◆ Your goal ◆
Please copy every line of the data in which the string "white" appears.

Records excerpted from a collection
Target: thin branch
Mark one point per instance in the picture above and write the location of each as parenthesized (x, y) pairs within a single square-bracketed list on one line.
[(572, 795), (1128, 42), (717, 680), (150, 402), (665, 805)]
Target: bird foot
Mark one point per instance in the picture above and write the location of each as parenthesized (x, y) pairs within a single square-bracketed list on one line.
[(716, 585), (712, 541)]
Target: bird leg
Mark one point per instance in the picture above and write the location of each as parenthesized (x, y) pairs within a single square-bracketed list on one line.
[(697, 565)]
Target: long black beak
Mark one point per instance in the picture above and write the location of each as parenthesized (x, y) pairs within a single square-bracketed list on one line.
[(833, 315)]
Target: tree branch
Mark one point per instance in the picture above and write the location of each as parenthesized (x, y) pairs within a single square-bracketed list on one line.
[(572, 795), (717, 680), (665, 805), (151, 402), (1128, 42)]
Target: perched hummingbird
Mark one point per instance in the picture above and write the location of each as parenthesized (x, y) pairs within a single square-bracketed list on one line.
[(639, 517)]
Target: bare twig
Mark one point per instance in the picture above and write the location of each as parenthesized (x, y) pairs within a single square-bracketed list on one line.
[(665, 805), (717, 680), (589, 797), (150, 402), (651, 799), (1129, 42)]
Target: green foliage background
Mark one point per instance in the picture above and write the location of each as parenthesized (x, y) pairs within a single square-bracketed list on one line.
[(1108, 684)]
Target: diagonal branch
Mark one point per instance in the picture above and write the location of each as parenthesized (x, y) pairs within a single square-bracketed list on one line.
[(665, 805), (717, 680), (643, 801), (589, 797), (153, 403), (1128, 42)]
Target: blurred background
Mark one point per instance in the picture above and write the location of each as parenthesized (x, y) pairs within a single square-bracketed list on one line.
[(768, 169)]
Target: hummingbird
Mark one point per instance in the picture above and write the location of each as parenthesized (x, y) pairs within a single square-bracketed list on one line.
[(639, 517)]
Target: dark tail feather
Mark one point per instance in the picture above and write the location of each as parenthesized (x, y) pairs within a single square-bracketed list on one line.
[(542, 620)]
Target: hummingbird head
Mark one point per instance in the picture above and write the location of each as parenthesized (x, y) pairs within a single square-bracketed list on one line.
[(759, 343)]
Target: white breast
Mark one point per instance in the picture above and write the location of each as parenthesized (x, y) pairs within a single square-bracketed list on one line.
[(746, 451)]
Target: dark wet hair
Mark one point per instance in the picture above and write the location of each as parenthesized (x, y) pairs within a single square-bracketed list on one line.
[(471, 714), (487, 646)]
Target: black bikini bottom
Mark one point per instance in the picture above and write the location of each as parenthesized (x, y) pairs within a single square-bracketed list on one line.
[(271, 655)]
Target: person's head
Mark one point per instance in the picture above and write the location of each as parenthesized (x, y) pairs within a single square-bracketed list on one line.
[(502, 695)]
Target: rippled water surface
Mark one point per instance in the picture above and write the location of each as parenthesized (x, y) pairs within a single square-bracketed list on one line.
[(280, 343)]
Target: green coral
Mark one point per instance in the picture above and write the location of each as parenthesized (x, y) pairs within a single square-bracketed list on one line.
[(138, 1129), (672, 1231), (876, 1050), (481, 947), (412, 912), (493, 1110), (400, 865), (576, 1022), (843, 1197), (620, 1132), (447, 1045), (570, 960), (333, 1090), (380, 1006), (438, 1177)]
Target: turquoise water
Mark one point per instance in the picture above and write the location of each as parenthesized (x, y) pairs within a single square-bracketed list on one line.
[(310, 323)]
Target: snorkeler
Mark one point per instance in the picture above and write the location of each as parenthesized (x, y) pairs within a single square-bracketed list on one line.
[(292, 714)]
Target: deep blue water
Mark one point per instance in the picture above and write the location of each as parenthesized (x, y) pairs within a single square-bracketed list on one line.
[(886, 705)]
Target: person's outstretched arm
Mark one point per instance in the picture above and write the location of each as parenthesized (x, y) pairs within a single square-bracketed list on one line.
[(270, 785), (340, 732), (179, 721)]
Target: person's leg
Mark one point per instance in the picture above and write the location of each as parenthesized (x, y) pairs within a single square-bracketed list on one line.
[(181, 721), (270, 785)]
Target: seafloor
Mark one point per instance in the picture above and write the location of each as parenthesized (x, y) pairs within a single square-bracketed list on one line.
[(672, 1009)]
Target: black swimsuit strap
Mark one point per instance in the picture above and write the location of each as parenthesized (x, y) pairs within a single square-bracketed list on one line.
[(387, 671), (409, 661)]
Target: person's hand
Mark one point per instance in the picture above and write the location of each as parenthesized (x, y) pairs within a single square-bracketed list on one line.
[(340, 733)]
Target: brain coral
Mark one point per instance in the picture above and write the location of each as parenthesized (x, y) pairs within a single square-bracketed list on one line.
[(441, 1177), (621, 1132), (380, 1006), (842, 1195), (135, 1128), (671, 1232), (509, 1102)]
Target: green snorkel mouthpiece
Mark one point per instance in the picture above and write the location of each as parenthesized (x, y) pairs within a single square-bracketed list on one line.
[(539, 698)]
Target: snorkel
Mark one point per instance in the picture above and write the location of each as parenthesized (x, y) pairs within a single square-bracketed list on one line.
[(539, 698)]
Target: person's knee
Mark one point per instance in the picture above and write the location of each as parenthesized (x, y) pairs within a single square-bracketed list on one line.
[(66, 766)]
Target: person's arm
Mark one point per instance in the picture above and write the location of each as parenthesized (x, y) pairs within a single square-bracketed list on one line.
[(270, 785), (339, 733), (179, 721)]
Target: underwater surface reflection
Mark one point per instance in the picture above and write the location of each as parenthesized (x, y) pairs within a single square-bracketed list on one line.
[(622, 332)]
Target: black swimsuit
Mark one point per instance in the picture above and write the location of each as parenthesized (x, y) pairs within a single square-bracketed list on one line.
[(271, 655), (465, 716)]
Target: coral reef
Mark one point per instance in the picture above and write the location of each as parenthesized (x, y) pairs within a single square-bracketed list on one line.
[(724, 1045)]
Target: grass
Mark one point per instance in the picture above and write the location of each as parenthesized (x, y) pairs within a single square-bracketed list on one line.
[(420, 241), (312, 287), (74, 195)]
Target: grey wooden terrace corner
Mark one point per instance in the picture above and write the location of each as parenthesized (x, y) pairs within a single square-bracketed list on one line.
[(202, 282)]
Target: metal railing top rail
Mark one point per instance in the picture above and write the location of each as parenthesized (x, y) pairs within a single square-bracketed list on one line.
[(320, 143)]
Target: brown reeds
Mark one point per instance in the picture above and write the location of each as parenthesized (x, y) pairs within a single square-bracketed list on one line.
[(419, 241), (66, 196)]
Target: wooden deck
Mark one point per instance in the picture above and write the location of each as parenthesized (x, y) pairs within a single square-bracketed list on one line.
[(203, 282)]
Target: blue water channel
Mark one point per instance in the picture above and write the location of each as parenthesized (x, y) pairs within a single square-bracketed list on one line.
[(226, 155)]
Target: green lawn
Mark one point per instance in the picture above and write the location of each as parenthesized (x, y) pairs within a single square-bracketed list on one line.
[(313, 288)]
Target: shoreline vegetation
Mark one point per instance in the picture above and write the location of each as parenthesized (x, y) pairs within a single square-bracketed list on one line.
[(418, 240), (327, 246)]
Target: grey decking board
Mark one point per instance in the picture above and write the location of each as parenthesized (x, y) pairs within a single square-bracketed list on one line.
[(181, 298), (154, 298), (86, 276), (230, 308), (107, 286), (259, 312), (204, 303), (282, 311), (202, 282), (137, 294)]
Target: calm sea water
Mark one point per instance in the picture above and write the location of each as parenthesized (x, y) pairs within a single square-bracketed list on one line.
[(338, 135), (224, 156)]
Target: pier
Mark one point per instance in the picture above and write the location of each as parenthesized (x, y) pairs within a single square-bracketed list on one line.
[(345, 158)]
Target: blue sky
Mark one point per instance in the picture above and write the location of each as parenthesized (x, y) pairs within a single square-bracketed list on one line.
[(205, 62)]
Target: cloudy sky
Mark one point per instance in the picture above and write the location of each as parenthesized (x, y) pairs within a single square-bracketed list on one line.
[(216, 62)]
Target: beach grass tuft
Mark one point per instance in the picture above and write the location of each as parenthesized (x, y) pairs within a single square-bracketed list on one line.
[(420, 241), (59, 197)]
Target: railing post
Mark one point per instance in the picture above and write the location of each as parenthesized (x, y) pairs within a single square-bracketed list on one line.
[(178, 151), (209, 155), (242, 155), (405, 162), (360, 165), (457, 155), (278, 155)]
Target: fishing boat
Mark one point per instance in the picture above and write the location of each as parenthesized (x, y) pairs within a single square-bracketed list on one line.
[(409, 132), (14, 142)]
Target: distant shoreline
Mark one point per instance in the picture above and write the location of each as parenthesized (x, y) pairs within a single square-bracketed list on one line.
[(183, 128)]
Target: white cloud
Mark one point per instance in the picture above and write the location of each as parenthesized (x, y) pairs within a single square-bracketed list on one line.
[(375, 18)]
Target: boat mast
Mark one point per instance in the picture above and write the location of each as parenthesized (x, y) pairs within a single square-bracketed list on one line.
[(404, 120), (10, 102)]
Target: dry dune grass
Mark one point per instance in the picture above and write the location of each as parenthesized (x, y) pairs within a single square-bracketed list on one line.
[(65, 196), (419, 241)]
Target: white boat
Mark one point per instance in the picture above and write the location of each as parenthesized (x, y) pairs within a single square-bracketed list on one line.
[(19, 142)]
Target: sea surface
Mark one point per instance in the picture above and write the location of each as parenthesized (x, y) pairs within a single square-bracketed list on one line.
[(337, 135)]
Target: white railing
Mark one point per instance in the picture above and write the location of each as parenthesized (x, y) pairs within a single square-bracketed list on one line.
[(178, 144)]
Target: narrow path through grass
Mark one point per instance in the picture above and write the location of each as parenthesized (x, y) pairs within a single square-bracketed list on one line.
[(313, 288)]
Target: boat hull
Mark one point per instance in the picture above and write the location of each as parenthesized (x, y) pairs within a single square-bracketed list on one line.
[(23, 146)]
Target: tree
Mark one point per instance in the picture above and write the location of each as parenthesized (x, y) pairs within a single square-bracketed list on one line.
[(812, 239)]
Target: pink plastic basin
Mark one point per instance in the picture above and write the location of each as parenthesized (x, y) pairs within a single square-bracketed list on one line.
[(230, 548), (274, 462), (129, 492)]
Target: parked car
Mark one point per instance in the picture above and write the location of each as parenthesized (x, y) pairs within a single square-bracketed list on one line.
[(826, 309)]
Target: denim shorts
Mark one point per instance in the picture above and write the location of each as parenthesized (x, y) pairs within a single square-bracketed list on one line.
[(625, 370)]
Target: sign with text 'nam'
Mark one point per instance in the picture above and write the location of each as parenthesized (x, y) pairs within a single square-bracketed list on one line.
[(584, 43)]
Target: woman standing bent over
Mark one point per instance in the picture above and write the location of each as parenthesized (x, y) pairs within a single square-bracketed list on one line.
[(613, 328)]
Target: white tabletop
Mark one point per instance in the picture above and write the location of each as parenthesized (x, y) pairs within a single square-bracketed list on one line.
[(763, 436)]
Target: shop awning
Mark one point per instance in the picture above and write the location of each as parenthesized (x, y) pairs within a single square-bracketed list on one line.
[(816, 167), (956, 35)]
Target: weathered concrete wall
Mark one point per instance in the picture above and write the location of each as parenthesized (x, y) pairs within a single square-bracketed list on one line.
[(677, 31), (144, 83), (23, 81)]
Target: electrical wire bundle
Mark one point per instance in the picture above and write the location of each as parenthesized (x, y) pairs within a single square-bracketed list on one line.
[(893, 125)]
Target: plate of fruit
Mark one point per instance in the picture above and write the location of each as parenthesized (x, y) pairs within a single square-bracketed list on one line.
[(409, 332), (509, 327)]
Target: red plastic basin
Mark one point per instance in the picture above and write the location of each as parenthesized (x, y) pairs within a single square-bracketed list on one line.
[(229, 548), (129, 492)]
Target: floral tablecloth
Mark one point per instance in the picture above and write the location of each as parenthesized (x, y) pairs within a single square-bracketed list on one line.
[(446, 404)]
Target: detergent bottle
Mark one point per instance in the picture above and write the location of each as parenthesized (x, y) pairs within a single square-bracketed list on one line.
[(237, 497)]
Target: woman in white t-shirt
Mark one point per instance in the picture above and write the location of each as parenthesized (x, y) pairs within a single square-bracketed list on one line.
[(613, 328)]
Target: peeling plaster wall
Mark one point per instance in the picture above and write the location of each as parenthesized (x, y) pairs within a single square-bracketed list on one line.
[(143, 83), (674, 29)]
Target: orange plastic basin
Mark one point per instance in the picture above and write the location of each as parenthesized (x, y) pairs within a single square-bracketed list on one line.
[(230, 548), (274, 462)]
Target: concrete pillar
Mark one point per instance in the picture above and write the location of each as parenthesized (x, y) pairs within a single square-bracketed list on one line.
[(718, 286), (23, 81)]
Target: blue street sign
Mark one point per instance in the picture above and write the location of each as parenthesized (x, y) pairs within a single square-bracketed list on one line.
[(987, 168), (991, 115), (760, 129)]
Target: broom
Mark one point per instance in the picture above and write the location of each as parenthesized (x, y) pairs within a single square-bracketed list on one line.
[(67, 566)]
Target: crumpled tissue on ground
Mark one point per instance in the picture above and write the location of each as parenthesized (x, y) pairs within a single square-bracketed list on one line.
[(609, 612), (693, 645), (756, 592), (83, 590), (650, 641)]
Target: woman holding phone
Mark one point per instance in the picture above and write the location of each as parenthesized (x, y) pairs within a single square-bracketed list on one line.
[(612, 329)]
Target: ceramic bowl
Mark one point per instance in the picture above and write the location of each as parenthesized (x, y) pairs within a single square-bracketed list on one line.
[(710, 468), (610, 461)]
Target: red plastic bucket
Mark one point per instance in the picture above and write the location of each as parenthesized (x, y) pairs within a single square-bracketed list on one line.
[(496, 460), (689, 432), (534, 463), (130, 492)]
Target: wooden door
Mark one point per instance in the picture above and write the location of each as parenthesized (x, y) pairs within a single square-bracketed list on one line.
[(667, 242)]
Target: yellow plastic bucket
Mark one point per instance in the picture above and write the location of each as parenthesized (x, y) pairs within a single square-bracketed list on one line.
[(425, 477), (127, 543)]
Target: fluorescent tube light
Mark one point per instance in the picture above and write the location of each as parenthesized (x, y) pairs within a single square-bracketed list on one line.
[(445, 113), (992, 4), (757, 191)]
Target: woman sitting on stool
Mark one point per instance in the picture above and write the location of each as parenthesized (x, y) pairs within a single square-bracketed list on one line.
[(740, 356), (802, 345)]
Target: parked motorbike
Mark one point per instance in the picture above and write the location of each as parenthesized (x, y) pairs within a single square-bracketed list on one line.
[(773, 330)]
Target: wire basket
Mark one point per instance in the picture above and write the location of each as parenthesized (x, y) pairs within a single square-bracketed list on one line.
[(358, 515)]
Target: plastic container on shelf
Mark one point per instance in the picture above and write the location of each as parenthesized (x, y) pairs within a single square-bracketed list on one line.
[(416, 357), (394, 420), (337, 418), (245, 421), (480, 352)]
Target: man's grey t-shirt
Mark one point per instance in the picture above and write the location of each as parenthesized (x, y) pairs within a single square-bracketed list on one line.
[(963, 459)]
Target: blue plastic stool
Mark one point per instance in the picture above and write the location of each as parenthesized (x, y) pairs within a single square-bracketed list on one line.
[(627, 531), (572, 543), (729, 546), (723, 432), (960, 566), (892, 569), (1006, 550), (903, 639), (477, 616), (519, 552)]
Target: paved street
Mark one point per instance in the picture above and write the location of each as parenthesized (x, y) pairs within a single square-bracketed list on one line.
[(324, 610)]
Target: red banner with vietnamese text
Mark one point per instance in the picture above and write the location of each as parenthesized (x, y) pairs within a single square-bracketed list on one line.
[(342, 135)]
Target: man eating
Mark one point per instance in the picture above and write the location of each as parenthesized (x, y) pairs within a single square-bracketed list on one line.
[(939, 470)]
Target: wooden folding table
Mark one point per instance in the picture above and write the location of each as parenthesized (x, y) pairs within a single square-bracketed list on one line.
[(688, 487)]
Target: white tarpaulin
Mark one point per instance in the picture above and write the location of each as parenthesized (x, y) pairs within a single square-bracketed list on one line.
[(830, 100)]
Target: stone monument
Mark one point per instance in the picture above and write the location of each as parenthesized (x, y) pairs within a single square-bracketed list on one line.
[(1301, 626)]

◆ Response ◆
Target: white breast
Target: white cloud
Target: white boat
Target: white railing
Target: white tabletop
Target: woman in white t-shirt
Target: white tarpaulin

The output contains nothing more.